### Study questions
**A.** Reproduce the concert review word for word, from "Opening their set" up to and including "of dancing bodies.".
**B.** Carry on the review of The Mystery Jets concert from the point where it stops.

[Source document Boundary: Start]

Playing at Sheperds Bush Empire as a part of this years NME Awards Tour, The Mystery Jets were supported by fellow London bands Tribes and Fiction. Despite having previously acclaimed both bands in various music publications, neither stood a chance of outshining the meteoric applause The Mystery Jets enjoyed on their taking to the stage.
Opening their set with the slower and sparkling ‘Alice Springs’ a wave of sweet anticipation moved across the crowd. With a two thousand strong crowd capacity who were already hell bent on dancing and singing along to every note, The Mystery Jets toed with those already nuseling at the palms of their hands. Diving head first into a set of singles and favourites, ‘Young Love’, ‘Serotonin’ and ‘Young Love’ were unleashed with a such sharp precision and tightness that at times it was hard to find balance on the Shepards Bush Empire floor for a sea of dancing bodies.

[Source document Boundary: End]
[Source information Boundary: Start]

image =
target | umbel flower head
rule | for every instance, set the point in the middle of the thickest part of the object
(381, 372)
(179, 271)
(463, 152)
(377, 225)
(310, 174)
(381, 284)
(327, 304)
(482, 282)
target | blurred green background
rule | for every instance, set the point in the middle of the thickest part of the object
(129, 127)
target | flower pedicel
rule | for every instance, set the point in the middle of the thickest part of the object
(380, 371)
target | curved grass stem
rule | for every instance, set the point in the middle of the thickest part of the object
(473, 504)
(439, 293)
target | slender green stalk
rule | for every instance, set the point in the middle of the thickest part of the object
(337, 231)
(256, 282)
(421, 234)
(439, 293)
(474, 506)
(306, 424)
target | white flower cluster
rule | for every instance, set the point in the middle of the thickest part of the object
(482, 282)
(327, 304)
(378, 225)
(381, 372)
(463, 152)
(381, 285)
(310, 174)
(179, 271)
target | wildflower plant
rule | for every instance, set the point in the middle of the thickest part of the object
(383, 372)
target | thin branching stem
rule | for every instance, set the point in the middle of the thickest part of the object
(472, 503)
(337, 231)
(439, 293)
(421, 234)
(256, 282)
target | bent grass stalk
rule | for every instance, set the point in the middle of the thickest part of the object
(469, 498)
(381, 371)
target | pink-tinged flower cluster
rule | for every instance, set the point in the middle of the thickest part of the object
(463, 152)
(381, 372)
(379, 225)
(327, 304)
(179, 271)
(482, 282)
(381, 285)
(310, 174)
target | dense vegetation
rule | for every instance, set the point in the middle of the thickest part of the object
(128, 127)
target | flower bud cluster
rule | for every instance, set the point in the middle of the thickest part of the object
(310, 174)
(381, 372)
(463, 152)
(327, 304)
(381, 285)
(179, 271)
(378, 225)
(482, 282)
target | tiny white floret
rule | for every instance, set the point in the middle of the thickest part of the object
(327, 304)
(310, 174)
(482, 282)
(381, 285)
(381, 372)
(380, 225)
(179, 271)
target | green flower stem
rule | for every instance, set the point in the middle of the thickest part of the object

[Source information Boundary: End]

### Task results
**A.**
Opening their set with the slower and sparkling ‘Alice Springs’ a wave of sweet anticipation moved across the crowd. With a two thousand strong crowd capacity who were already hell bent on dancing and singing along to every note, The Mystery Jets toed with those already nuseling at the palms of their hands. Diving head first into a set of singles and favourites, ‘Young Love’, ‘Serotonin’ and ‘Young Love’ were unleashed with a such sharp precision and tightness that at times it was hard to find balance on the Shepards Bush Empire floor for a sea of dancing bodies.

**B.**
Another triple of songs followed in the form of ‘Lady Grey’, ‘The Girl Is Gone’ and ‘Melt’. In a quieter vain the band need do little to woo. Those who were listening closely to the end of ‘Melt’ guessed that next to be unleashed was the massive ‘After Dark’. The highlight of the set, ‘After Dark’ saw much drunken singing along and wild dance moves to it’s infectious jungle disco beat.
The rest of the set followed suit with the opening sirens of ‘Hideaway’ before ‘Show Me The Light’ and ‘Two Doors Down’ were unleashed. Closing the set with a particularly stirring rendition of ‘Behind The Bunhouse’, the band returned moments later to open an encore with the scandalous ‘Flash A Hungry Smile’. Settling back into the wails of ‘Lorna Doone’ and ‘Flakes’, The Mystery Jets left a crowd with adoration in the hearts and baited breathe for the fourth album turn in their tracks.